[Records from a collection]

◇ ◇ ◇ ◇

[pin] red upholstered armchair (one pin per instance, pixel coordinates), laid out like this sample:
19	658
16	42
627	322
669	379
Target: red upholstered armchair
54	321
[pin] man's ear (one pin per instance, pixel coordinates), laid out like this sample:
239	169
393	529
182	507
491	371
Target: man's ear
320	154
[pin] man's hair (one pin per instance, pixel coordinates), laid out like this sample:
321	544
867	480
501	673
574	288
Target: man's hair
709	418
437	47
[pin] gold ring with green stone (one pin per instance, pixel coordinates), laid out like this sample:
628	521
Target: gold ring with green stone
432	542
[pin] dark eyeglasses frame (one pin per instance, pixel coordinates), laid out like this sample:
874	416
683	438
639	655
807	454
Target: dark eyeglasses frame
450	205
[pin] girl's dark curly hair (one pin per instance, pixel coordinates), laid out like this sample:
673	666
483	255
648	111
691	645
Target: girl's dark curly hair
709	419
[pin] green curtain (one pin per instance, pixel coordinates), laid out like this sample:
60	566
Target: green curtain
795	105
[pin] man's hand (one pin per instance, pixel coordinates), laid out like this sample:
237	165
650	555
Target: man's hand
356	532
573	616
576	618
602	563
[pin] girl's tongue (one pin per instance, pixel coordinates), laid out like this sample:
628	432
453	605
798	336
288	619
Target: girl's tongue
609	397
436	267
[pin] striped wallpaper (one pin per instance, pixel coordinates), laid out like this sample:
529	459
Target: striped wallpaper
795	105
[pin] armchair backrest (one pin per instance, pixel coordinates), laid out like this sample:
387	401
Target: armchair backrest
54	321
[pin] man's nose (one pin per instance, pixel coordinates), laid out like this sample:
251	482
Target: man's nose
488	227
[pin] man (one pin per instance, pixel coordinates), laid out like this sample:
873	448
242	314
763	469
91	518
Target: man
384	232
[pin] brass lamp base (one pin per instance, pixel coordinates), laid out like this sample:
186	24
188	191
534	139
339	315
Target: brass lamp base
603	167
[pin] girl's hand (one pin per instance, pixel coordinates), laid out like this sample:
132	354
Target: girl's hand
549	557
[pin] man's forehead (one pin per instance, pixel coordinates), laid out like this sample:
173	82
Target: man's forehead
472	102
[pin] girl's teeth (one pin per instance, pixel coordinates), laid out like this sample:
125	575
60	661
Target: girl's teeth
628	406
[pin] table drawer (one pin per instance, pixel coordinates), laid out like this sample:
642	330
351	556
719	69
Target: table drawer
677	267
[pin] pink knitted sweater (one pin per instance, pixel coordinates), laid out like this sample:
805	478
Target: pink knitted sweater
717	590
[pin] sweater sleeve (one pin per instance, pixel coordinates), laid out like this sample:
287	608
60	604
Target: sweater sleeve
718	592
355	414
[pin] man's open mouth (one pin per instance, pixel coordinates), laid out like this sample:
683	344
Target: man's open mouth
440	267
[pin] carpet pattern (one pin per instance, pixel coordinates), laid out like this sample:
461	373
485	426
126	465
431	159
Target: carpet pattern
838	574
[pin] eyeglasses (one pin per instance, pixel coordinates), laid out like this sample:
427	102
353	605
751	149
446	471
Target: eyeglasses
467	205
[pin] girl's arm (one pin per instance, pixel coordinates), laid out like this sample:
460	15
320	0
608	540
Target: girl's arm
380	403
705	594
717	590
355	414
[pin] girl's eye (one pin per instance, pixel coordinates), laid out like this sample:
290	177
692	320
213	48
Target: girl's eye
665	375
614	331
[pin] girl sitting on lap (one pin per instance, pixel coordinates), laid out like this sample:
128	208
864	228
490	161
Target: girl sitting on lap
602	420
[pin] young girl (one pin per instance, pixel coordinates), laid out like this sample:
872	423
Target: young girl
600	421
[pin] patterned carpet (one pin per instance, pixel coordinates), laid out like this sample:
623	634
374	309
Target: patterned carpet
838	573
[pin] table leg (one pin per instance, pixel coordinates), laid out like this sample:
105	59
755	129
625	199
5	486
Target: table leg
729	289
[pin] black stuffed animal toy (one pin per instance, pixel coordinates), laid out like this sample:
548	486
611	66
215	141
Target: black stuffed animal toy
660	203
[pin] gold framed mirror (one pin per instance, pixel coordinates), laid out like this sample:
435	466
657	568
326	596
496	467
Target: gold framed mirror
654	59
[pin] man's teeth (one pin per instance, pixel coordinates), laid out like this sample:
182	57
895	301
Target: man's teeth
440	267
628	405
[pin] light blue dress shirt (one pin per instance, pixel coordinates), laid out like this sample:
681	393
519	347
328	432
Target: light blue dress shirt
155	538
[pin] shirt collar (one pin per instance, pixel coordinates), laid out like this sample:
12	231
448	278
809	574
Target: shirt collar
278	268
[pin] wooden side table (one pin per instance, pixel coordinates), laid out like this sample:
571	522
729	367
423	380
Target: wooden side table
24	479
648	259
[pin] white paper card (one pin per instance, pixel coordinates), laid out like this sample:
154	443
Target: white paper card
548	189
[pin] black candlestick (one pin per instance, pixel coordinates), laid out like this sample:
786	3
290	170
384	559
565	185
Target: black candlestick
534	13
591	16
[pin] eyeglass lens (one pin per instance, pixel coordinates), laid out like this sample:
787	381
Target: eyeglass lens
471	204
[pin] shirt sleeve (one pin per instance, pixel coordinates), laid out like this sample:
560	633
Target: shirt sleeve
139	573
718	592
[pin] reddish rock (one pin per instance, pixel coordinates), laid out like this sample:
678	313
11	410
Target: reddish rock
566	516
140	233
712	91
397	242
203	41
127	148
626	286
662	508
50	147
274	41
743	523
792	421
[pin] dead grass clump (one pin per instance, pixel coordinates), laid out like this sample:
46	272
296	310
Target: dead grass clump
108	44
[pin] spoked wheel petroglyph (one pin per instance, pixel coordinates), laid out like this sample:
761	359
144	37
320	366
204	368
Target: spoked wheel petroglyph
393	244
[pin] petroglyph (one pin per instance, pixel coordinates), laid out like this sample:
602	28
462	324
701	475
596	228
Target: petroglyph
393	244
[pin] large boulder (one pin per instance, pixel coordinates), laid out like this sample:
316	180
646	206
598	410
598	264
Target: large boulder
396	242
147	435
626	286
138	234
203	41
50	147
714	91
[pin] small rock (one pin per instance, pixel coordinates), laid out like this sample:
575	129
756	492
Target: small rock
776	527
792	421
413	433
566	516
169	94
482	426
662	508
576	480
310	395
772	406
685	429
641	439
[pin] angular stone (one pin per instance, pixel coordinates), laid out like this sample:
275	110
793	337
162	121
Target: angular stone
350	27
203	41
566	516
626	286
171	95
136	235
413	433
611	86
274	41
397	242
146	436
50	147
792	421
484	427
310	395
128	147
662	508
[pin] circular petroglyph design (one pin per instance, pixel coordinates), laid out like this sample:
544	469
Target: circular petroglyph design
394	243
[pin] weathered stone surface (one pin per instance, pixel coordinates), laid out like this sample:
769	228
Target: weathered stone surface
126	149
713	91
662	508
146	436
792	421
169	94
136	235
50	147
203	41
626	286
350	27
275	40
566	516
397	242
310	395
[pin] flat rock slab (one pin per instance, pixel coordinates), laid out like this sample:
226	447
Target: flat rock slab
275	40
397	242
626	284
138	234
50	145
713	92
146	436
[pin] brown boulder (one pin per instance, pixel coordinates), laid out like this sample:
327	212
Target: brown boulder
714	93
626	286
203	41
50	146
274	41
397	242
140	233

◇ ◇ ◇ ◇

**Task to carry out**
Extract every record and return it verbatim.

**Result**
[pin] red upholstered armchair (one pin per instance, pixel coordinates), laid out like this sample:
19	658
16	42
627	322
669	379
Target: red upholstered armchair
54	321
[pin] man's ear (one pin per instance, pixel coordinates), laid out like this sample:
239	169
393	529
182	507
491	371
Target: man's ear
320	154
[pin] man's hair (one pin per instance, pixel coordinates), laid out like this sample:
321	544
867	480
501	673
574	288
Target: man's hair
709	418
437	47
[pin] gold ring with green stone (one pin per instance, pixel coordinates), laid out like this sample:
628	521
Target: gold ring with green stone
432	542
[pin] dark eyeglasses frame (one pin per instance, pixel coordinates), laid out like this sample:
874	416
683	438
639	655
807	454
Target: dark eyeglasses frame
450	205
[pin] girl's dark curly hair (one pin per instance, pixel coordinates), laid out like this sample:
673	666
483	255
648	111
691	645
Target: girl's dark curly hair
709	419
[pin] green curtain (one pin per instance, pixel coordinates), laid out like this sample:
60	566
Target: green curtain
795	105
[pin] man's hand (one pin per instance, pixel coordinates), laid out like this sample:
237	165
650	555
Target: man's hand
356	532
573	616
576	618
602	563
[pin] girl's tongue (one pin per instance, pixel coordinates), laid out like this sample:
628	432
453	605
798	336
288	619
Target: girl's tongue
609	397
436	267
[pin] striped wallpaper (one pin per instance, pixel coordinates), laid out like this sample:
529	459
Target: striped wallpaper
795	105
[pin] armchair backrest (one pin per instance, pixel coordinates), laid out like this sample:
387	401
Target: armchair backrest
54	321
[pin] man's nose (one pin per instance, pixel coordinates), laid out like this sample:
251	482
Target: man's nose
488	227
[pin] man (one pin per instance, pixel coordinates), laid out like this sample:
873	448
242	314
763	469
91	518
Target: man
384	232
[pin] brass lamp base (one pin per instance, pixel coordinates), laid out like this sample:
186	24
188	191
534	139
339	315
Target: brass lamp base
603	167
[pin] girl's hand (one pin per instance, pixel coordinates), laid out like this sample:
132	354
Target: girl's hand
549	557
[pin] man's forehead (one pin per instance, pixel coordinates), laid out like this sample:
173	82
Target: man's forehead
472	102
[pin] girl's teeth (one pin per instance, pixel coordinates), laid out like this sample:
125	575
60	661
Target: girl's teeth
628	406
[pin] table drawer (one pin per instance, pixel coordinates), laid out like this sample:
642	330
351	556
719	69
Target: table drawer
677	267
[pin] pink knitted sweater (one pin per instance, pixel coordinates), laid out like this sample:
805	478
Target: pink knitted sweater
717	590
[pin] sweater sleeve (one pin per instance, pixel coordinates), laid out like this sample:
287	608
60	604
Target: sweater sleeve
718	592
355	414
[pin] man's open mouth (one pin per instance, pixel coordinates), laid out like this sample:
683	344
Target: man's open mouth
440	267
[pin] carpet pattern (one pin per instance, pixel coordinates), laid out like this sample:
461	373
485	426
126	465
431	159
Target: carpet pattern
838	574
[pin] eyeglasses (one pin per instance, pixel coordinates), laid out like this sample:
427	102
353	605
751	149
446	471
Target: eyeglasses
467	205
[pin] girl's arm (one pin per instance, pixel coordinates), laid out like this sample:
460	15
320	0
608	540
Target: girl's arm
380	403
705	594
717	590
355	414
[pin] girl's eye (one pin per instance, pixel coordinates), laid out like this sample:
290	177
692	320
213	48
Target: girl's eye
665	375
614	331
[pin] girl sitting on lap (one pin per instance, pixel coordinates), laid out like this sample:
128	208
864	228
490	161
Target: girl sitting on lap
602	420
[pin] young girl (one pin per instance, pixel coordinates), laid out like this sample:
872	423
Target: young girl
600	421
[pin] patterned carpet (one pin per instance, pixel coordinates), laid out like this sample:
623	634
374	309
Target: patterned carpet
838	573
[pin] table leg (one pin per instance, pixel coordinates), laid out like this sample:
105	59
755	129
625	199
5	486
Target: table leg
729	289
[pin] black stuffed animal toy (one pin per instance, pixel coordinates), laid out like this sample:
548	486
611	66
215	141
Target: black stuffed animal toy
660	203
[pin] gold framed mirror (one pin per instance, pixel coordinates), laid out like this sample:
435	466
657	568
326	596
496	467
Target: gold framed mirror
654	59
[pin] man's teeth (one pin per instance, pixel coordinates), laid out like this sample:
182	57
895	301
Target: man's teeth
440	267
628	405
[pin] light blue dress shirt (one pin per instance, pixel coordinates), laid out like this sample:
681	393
519	347
328	432
Target: light blue dress shirt
155	538
[pin] shirt collar (one pin per instance, pixel coordinates), laid out like this sample:
12	231
448	278
809	574
Target: shirt collar
278	268
[pin] wooden side table (one pin per instance, pixel coordinates), laid out like this sample:
571	522
729	367
423	380
Target: wooden side table
24	479
648	259
[pin] white paper card (one pin per instance, pixel coordinates), laid out like this sample:
154	443
Target: white paper card
548	189
[pin] black candlestick (one pin per instance, pixel coordinates), laid out like this sample:
786	3
290	170
384	559
565	185
Target: black candlestick
534	13
591	16
[pin] eyeglass lens (one pin per instance, pixel coordinates), laid out like this sample:
787	381
Target: eyeglass lens
471	204
[pin] shirt sleeve (one pin per instance, pixel coordinates), laid out like this sample:
560	633
Target: shirt sleeve
139	573
718	592
[pin] reddish rock (one pin per instance, pixel coordinates), laid out like this sample:
678	313
11	410
Target: reddish rock
566	516
140	233
712	91
397	242
203	41
127	148
626	286
662	508
50	147
274	41
743	523
792	421
[pin] dead grass clump (one pin per instance, pixel coordinates), laid out like this sample:
46	272
296	310
Target: dead grass clump
108	44
[pin] spoked wheel petroglyph (one pin per instance, pixel coordinates), laid out like this sample:
761	359
144	37
320	366
204	368
Target: spoked wheel petroglyph
393	244
[pin] petroglyph (one pin per instance, pixel coordinates), laid out like this sample:
602	28
462	324
701	475
596	228
Target: petroglyph
393	244
[pin] large boulder (one pin per instance, pixel coordinates), laid out like this sample:
316	180
646	206
598	410
598	264
Target: large boulder
396	242
147	435
626	286
138	234
203	41
50	147
714	91
[pin] small rock (one pin per instance, pixel coordinates), laid out like this sample:
575	129
756	492
Target: small rock
776	527
792	421
413	433
566	516
169	94
482	426
662	508
576	480
310	395
772	406
685	429
641	439
[pin] angular stone (one pin per instance, pixel coordinates), laid out like this sample:
275	110
793	337
162	121
Target: angular stone
350	27
203	41
566	516
626	286
171	95
136	235
413	433
611	86
274	41
397	242
146	436
50	147
792	421
484	427
310	395
128	147
662	508
[pin] circular petroglyph design (one pin per instance, pixel coordinates), laid out like this sample:
544	469
Target: circular petroglyph design
394	243
[pin] weathered stone surface (one pin per instance, pixel coordinates), laid out like this sample:
769	228
Target: weathered stone surface
126	149
713	91
662	508
146	436
792	421
169	94
136	235
50	147
203	41
626	286
350	27
275	40
566	516
397	242
310	395
[pin] flat rock slab (one pin per instance, pixel coordinates), laid out like this sample:
226	447
Target: flat rock slab
275	40
397	242
626	284
138	234
50	145
713	92
146	436
[pin] brown boulder (one pin per instance, pixel coordinates), laid out like this sample:
327	212
Target: brown boulder
714	93
626	286
203	41
50	146
274	41
397	242
140	233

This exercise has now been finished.